Summary: AI is rapidly transforming healthcare, particularly in medical imaging, but concerns over transparency, fairness, and demographic biases remain, as highlighted by a recent study showing that improved model performance does not automatically ensure equitable outcomes.

Key Takeaways

  1. AI models in healthcare, particularly medical imaging, can predict demographic factors like sex, age, and race, which may lead to biased predictions and potentially reinforce healthcare disparities.
  2. High model performance does not guarantee fairness; models can perform well overall but still be less accurate for certain subgroups, as shown by the 30% fairness gap found between elderly and young patients.
  3. Improving fairness requires careful adjustments, such as using more representative datasets and removing demographic information, but optimizing solely for fairness can impact other metrics like precision, and fairness may vary depending on the deployment location.

———————————————————————————————————————————————————————————————

Artificial intelligence (AI) is transforming healthcare, with applications ranging from robotic surgeries to electronic health record (EHR) analysis and medical image interpretation. As of August 7, the U.S. FDA had approved 950 AI/machine learning-enabled medical devices, with over 100 of these authorizations granted this year, showing an exponential increase in AI use.

Most of these approved algorithms focus on medical imaging, where AI can analyze complex data to identify patterns crucial for diagnosis and prognosis. However, the methods AI uses to make predictions are often unclear, raising concerns about transparency and fairness.

========================================

- WHAT YOU NEED TO DO -
(a) In the article on AI in healthcare, how many AI/machine learning-enabled medical devices had the U.S. FDA approved as of August 7?
(b) Continue the article on AI in healthcare from the point where it stops.

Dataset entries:
========================================

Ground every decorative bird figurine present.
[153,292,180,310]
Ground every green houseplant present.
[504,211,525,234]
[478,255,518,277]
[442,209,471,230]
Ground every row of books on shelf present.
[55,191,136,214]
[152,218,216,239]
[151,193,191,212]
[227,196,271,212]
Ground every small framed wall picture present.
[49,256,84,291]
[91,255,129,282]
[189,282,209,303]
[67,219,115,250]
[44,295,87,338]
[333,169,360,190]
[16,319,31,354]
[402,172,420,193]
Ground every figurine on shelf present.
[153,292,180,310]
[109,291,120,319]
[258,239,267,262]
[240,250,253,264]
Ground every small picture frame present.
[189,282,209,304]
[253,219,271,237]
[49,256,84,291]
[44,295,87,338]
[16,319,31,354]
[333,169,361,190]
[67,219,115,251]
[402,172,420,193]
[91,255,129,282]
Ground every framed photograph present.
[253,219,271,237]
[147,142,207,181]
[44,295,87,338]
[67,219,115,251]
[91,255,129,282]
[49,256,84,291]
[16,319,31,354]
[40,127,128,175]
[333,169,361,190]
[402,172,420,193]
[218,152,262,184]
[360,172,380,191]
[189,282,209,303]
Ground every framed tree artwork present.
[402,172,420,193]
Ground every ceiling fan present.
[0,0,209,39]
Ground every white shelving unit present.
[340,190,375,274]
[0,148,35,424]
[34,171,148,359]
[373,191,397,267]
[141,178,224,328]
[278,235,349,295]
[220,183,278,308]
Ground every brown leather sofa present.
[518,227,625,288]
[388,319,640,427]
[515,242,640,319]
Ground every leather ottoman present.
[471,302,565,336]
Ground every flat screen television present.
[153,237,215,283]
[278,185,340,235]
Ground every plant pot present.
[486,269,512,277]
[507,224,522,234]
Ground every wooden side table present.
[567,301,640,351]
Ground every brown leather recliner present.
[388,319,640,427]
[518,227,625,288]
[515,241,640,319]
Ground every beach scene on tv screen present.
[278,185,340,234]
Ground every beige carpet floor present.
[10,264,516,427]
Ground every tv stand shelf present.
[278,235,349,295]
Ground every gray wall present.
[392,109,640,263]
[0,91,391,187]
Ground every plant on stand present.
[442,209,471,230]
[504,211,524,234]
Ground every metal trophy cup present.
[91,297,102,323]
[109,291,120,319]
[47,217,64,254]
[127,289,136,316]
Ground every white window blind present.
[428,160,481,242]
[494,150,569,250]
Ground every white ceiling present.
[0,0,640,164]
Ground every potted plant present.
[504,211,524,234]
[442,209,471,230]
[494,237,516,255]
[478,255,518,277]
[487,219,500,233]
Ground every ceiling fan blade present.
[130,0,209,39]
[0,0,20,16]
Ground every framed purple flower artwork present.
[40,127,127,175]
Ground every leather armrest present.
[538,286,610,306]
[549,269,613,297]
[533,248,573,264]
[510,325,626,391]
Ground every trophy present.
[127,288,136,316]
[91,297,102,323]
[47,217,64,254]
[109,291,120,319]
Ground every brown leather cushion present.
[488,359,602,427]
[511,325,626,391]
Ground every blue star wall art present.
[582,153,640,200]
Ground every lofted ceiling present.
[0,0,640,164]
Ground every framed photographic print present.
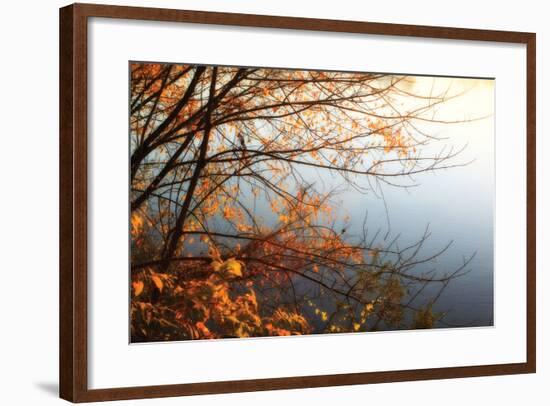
[60,4,536,402]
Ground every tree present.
[130,63,474,341]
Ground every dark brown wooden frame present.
[59,4,536,402]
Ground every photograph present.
[129,61,495,343]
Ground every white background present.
[0,0,550,405]
[88,19,526,389]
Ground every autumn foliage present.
[130,63,470,342]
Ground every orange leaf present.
[151,275,164,292]
[132,281,144,296]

========================================

- WRITTEN ANSWERS -
(a) 950

(b)
AI in Medical Imaging

To ensure these models work fairly across different patient groups, a team from MIT and Emory University trained over 3,000 models, exploring various configurations, algorithms, and clinical tasks. Their analysis, recently published in Nature Medicine, reinforced known biases in AI while also providing new insights.

One key finding is that “AI can predict sex from ophthalmology images and illustrate that AI can predict age and gender from dermatology images.” This points to a broader issue: if AI can detect demographic factors, it might use this information in its decision-making. This “heuristic shortcut” means the model might rely on attributes like race or insurance status instead of actual pathological features. As a result, models could make predictions based on demographic characteristics alone, reducing accuracy and potentially reinforcing healthcare disparities.

High model performance does not guarantee fairness. As study author Judy Gichoya, MD, explains, “Model performance does not automatically translate to model fairness. While high model performance is required for algorithm authorization, fairness is not always explicitly evaluated.” For example, a model might predict mortality from chest X-rays with high accuracy on average but still be less accurate for younger patients than older ones.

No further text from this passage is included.